The Provostry of St. Donatian (Dutch: Sint-Donaasproosdij or Proosdij van de kerkelijke heerlijkheid van Sint-Donaas) is a Baroque building on the Burg Square in Bruges, Belgium. Built in the 17th century, it served as the headquarters of the ecclesiastical seigniory of St. Donatian.

==History==
In 1089, under the rule of Robert I of Flanders, deans of St. Donatian's Cathedral were also given the role of chancellors of the County of Flanders. In this role, they were not only responsible for the administration of the county but also developed an important ecclesiastical seignory with its own administration and court. In 1560, Bruges for the first time became the seat of a bishopric, with Petrus Curtius as its first bishop. He was also given the role of dean and chancellor, which continued to be held by the 17 successive bishops who would rule the diocese until the end of the 18th century.

The current building dates from 1665 to 1666 and was designed by Antwerp architect Cornelis Verhouven and canon Frederic Hillewerve (also from Antwerp). It was built in the triumphal Baroque style typical of the Counter-Reformation. The pronounced baroque style is typical of 17th-century Antwerp Baroque architecture and is unique in Bruges city centre. The huge door was an entrance way for horses and carriages. Lady Justice can be seen above and the Greek gods of truth, charity and justice can be seen on the top pediment. The elaborate carving is the work was Bruges sculptor Cornelis Gailliaert.

==Extensions and restorations==
The provostry originally consisted of two storeys and nine bays. In 1865, the right-hand side was extended by the addition of an extra half-bay and a new side wall. This was necessary, as the east wall – which was not meant to be seen – was exposed when St. Donatian's Cathedral was demolished at the beginning of the 19th century. The former provostry was given its current measurements in 1907 when it was extended by the addition of six bays on the left-hand side (towards the Markt) following the demolition of a number of houses.

Architect Luc Dugardyn thoroughly restored the building from 1972 to 1974. The statues were also renewed in Lavaux stone by J. Dekeyzer (Langemark). The provostry was re-decorated again in 2001. It is now part of the official residence of the governor of West Flanders.

## [The data]
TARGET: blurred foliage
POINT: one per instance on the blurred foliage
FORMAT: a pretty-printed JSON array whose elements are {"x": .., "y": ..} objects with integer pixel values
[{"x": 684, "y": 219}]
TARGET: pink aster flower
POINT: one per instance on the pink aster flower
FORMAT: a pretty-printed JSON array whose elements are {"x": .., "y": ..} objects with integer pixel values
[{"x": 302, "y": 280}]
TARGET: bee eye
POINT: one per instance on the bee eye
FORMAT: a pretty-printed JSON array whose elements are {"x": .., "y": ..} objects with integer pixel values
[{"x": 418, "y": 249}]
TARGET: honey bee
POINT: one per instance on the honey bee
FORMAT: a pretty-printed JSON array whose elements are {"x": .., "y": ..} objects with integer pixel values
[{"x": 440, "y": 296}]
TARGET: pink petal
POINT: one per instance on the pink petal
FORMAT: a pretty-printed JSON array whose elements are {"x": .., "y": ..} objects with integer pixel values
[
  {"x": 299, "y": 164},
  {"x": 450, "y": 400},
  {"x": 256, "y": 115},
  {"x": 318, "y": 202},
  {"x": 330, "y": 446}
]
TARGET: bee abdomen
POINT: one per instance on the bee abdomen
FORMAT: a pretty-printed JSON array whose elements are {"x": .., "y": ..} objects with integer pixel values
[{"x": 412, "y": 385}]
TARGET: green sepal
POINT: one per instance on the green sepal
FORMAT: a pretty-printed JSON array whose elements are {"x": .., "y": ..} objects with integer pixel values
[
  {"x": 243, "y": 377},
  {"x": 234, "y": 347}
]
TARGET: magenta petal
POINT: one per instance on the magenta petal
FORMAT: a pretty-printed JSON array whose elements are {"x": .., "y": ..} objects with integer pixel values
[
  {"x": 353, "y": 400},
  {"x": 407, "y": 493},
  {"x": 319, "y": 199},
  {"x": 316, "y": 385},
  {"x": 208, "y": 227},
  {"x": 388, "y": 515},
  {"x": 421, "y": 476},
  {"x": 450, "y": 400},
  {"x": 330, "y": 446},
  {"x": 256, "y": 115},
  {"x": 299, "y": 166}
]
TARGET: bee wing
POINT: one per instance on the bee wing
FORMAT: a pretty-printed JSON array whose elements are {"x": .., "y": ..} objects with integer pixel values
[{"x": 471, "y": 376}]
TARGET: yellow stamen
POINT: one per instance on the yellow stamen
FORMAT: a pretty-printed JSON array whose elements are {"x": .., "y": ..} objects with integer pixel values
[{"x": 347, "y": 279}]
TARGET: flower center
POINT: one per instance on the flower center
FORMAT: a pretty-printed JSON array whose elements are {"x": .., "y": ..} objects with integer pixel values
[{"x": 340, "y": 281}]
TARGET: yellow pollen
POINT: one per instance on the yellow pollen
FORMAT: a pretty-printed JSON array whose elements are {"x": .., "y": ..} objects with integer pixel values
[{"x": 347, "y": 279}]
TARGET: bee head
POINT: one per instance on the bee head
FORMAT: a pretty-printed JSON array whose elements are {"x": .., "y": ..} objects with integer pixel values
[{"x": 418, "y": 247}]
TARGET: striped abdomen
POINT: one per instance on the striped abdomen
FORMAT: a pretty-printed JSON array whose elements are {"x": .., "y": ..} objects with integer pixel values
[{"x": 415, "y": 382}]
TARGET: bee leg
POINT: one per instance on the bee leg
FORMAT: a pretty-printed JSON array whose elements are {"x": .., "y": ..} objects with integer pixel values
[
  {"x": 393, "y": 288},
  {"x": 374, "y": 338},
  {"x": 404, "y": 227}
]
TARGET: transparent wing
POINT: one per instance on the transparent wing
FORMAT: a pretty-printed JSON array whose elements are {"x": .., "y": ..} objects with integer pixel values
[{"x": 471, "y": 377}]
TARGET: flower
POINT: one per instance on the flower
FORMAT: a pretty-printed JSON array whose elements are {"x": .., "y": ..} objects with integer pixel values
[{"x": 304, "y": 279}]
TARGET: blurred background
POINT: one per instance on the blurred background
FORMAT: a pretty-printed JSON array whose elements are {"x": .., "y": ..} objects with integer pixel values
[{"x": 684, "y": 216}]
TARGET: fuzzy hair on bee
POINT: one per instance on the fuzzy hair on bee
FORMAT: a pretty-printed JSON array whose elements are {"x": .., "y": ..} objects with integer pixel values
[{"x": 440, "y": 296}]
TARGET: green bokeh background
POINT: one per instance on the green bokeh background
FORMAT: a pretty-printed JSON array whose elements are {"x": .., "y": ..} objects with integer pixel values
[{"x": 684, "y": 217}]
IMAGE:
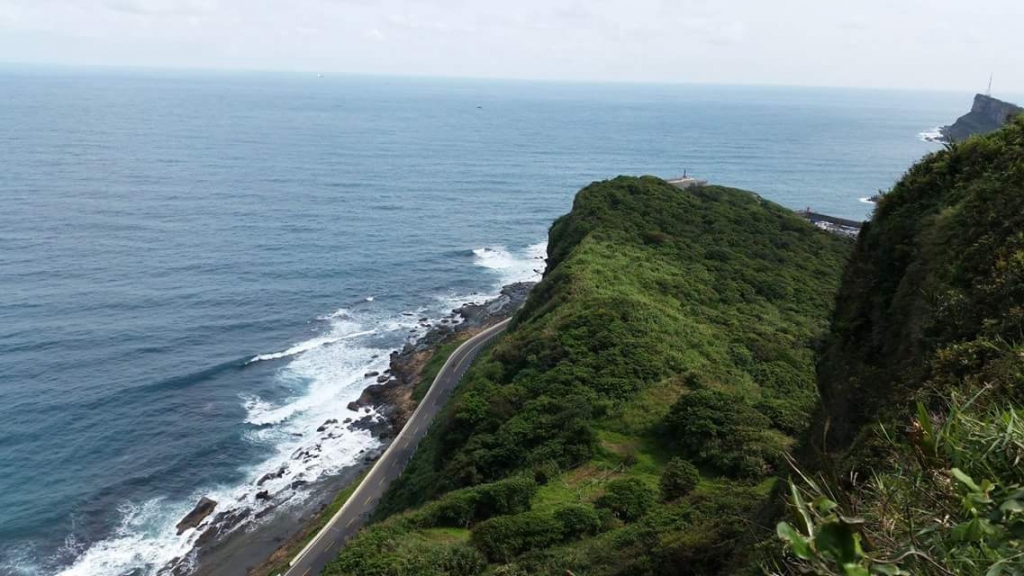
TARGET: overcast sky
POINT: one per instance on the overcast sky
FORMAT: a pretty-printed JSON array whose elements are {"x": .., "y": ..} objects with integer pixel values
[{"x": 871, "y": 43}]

## [What is required]
Echo, character for character, the passage of the Provostry of St. Donatian text from "The Provostry of" to "of St. Donatian.".

## [Written answer]
The Provostry of St. Donatian (Dutch: Sint-Donaasproosdij or Proosdij van de kerkelijke heerlijkheid van Sint-Donaas) is a Baroque building on the Burg Square in Bruges, Belgium. Built in the 17th century, it served as the headquarters of the ecclesiastical seigniory of St. Donatian.